● **Liste des tâches**:
**A)** D'après l'extrait sur la mention de genre, quelle obligation plusieurs groupes de défense des droits LGBTQ+ proposent-ils d'abolir ?
**B)** Recopiez fidèlement l'extrait sur la mention de genre, depuis « Selon le CQ-LGBT, l’ajout » jusqu'à « à des violences. » inclus.
**C)** Écrivez la suite de l'extrait sur la mention de genre en reprenant après sa dernière phrase.

━━━━━ Extrait du document

Selon le CQ-LGBT, l’ajout sur demande d’une mention de genre ne résout pas le problème, au contraire, puisqu’il crée « une catégorie à part » pour certains groupes de gens. « On s’entend que les seules personnes qui le demanderont seront les personnes trans et non binaires » et qu’elles seront donc clairement identifiables sur leurs documents officiels, explique la porte-parole du Conseil. Elle craint que cela ne conduise à des discriminations lors d’une recherche d’emploi ou de logement, voire à du harcèlement ou à des violences.

« C’est un outing forcé et ça ouvre la porte à plusieurs formes de discrimination. »

Ariane Marchand-Labelle

Plutôt que d’introduire une mention de genre, plusieurs groupes de défense des droits LGBTQ+, comme le Centre de lutte contre l’oppression des genres (CLG), proposent simplement d’abolir l’obligation d’inscrire le sexe sur le certificat de naissance. Cela doit permettre d’éviter les difficultés légales rencontrées par les personnes trans et non binaires.

━━━━━━━━━━
━━━━━ Données fournies

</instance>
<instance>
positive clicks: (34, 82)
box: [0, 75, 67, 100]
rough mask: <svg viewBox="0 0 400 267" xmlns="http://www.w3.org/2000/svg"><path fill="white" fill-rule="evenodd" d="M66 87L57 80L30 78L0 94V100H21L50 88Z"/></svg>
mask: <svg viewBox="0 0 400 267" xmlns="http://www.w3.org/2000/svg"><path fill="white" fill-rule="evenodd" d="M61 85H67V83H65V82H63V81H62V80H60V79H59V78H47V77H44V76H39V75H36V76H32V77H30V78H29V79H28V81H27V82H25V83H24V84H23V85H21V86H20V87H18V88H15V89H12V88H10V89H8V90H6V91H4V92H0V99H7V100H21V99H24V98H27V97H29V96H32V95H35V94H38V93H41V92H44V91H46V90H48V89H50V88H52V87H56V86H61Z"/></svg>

━━━━━━━━━━

● **Réponses fournies**:
**A)** Ils proposent d'abolir l'obligation d'inscrire le sexe sur le certificat de naissance.

**B)**
Selon le CQ-LGBT, l’ajout sur demande d’une mention de genre ne résout pas le problème, au contraire, puisqu’il crée « une catégorie à part » pour certains groupes de gens. « On s’entend que les seules personnes qui le demanderont seront les personnes trans et non binaires » et qu’elles seront donc clairement identifiables sur leurs documents officiels, explique la porte-parole du Conseil. Elle craint que cela ne conduise à des discriminations lors d’une recherche d’emploi ou de logement, voire à du harcèlement ou à des violences.

**C)**
De nombreuses critiques

Le CLG dénonce « dans les termes les plus forts […] la réintroduction proposée des marqueurs de sexe basés sur les organes génitaux », insistant que la mesure représenterait une forme de « ségrégation ».

« Si adopté, le projet de loi québécois aura le triste honneur d’être la loi la plus transphobe de l’histoire canadienne » a écrit sur Twitter Florence Ashley Paré, juriste se spécialisant dans les enjeux trans. « C’est une violation des droits humains. »

Une lettre ouverte signée par des dizaines de personnalités trans et non binaires et publiée par Elle Québec dénonce la « maladresse dangereuse » du gouvernement. « Nous demandons que notre communauté soit consultée pour toute future législation ayant un impact direct sur nos vies. Nous demandons que nos droits fondamentaux soient respectés », écrivent les signataires.

À l’Assemblée nationale, les trois partis d’opposition ont déjà fait connaître leur opposition à tout recul des droits des personnes trans.

Un projet de loi « déconnecté » à modifier

La réforme de la CAQ fait suite à un jugement rendu par le juge Gregory Moore de la Cour supérieure du Québec en janvier dernier. Celui-ci invalide plusieurs dispositions du Code civil parce qu’elles sont discriminatoires envers les personnes trans et non binaires. Le gouvernement a jusqu’au 31 décembre 2021 pour apporter les modifications nécessaires : le projet de loi 2 est une réponse à cette obligation.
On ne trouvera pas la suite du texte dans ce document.